-- Material for this task follows --
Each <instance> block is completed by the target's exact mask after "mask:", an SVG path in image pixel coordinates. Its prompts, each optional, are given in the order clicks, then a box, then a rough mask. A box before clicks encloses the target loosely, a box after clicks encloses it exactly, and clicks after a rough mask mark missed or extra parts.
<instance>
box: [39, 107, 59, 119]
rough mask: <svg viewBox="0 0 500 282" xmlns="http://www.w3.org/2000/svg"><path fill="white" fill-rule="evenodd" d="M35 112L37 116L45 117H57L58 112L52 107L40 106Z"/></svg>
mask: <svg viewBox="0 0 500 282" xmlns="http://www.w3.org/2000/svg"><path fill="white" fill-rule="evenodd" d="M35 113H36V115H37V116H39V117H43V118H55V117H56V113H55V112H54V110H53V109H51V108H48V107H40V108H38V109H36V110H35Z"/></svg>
-- Material for this task concluded --
Say how many lines in the data hold the string "instance". No other content should accompany the number.

2